• **Natural-language object grounding data**:
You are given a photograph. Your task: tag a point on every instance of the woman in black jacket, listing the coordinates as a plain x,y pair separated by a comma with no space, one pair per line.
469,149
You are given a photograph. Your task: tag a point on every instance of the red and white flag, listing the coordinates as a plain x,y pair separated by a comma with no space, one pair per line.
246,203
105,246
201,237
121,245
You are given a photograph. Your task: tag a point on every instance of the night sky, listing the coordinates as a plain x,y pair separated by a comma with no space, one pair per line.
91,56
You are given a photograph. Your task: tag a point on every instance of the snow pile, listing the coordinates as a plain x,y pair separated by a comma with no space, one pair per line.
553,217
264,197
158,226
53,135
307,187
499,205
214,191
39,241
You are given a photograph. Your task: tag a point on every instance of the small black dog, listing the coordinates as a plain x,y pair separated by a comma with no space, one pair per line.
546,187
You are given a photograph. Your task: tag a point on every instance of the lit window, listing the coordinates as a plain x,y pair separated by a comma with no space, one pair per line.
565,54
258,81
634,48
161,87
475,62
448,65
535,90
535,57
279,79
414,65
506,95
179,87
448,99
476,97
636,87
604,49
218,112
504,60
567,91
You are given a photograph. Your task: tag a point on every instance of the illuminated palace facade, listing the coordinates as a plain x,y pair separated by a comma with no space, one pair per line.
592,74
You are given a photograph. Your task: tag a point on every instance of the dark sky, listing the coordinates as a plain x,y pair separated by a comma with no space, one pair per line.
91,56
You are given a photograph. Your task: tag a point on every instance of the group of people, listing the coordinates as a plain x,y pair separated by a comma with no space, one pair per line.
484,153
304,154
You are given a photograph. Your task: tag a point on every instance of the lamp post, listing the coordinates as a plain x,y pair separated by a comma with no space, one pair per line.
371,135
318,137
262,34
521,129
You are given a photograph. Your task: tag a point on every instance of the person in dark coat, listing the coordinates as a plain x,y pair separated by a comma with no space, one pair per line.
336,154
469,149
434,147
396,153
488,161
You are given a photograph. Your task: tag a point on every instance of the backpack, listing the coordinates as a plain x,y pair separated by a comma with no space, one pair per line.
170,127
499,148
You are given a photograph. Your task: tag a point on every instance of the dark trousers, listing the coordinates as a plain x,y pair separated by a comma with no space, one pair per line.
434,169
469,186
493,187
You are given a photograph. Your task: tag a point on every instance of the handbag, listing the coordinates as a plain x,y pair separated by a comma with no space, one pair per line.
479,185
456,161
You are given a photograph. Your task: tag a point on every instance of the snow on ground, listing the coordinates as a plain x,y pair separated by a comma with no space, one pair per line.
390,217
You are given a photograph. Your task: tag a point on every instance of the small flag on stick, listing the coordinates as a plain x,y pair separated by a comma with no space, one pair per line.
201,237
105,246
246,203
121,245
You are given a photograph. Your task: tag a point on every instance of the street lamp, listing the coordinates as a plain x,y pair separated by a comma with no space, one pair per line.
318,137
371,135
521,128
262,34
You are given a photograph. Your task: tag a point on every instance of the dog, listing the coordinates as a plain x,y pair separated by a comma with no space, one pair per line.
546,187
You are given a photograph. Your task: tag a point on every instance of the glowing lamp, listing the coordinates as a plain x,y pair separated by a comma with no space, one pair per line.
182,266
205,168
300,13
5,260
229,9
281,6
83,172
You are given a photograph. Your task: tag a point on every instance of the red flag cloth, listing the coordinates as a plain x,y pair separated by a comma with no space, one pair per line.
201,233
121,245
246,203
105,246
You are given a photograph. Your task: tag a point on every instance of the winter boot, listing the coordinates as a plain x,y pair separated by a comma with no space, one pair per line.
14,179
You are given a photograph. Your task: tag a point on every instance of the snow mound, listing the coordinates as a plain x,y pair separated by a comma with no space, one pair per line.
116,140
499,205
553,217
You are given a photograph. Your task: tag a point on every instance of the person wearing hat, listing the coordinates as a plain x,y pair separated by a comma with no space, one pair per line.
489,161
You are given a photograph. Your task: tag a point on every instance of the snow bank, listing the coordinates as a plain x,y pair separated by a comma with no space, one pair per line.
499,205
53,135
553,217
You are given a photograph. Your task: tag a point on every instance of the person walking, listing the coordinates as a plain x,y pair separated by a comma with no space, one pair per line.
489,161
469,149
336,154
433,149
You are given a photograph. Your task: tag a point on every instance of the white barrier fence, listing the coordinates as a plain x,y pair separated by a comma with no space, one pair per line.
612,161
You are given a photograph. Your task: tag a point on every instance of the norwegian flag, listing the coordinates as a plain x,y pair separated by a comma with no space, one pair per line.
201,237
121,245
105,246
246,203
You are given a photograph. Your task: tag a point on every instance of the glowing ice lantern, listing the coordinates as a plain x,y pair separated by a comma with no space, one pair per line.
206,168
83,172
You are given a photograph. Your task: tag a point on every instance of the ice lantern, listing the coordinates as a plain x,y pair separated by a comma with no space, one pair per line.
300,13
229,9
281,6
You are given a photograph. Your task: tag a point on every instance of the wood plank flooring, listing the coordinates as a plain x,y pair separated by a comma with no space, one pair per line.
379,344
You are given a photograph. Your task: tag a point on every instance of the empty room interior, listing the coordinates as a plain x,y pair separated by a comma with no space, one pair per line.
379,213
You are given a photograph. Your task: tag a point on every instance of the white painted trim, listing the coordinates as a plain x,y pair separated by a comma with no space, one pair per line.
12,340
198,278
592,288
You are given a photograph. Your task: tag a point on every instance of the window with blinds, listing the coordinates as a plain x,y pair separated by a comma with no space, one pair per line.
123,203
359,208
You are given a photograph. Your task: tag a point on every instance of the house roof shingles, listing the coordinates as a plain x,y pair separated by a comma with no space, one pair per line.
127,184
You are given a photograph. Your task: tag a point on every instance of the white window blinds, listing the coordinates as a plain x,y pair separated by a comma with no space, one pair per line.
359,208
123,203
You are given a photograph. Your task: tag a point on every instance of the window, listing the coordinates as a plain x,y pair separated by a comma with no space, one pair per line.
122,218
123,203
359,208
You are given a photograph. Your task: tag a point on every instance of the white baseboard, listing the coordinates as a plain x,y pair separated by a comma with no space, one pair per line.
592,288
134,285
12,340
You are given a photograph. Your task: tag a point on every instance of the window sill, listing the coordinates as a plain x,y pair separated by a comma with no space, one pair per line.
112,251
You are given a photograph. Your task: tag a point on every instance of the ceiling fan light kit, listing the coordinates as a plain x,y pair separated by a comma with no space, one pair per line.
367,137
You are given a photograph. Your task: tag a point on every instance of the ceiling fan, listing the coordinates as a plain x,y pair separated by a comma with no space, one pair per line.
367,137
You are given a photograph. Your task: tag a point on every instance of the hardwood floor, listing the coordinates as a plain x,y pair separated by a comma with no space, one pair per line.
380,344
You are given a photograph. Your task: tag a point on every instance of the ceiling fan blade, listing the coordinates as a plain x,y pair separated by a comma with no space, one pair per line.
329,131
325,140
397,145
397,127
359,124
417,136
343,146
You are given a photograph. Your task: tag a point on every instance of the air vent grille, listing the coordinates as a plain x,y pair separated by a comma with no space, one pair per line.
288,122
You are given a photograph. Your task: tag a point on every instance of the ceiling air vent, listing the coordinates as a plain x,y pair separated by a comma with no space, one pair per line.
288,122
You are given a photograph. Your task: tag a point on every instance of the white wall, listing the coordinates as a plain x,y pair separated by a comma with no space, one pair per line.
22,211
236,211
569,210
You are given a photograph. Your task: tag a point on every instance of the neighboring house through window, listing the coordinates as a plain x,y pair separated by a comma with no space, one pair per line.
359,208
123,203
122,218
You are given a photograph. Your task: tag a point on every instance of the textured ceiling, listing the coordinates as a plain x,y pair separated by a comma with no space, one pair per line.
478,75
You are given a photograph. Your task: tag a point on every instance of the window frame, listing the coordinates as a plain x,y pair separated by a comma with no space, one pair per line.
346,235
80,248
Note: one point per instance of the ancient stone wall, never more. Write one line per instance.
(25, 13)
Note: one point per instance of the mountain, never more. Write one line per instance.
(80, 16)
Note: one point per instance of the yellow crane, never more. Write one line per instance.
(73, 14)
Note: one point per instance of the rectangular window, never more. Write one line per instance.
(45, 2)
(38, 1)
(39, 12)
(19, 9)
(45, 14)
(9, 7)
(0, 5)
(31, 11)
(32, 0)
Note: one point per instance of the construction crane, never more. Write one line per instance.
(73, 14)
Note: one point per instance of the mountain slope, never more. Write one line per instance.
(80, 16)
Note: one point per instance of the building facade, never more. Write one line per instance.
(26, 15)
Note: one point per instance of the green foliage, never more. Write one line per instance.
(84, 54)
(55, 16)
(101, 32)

• **PROBLEM DESCRIPTION**: The answer should consist of the lines from the one with "Note: one point per instance of the green" through the last line of the entries, duplicated exactly and nothing more.

• **ANSWER FOR THIS EXERCISE**:
Note: one point per instance of the green foliage, never more. Write one line per instance.
(84, 54)
(55, 16)
(101, 32)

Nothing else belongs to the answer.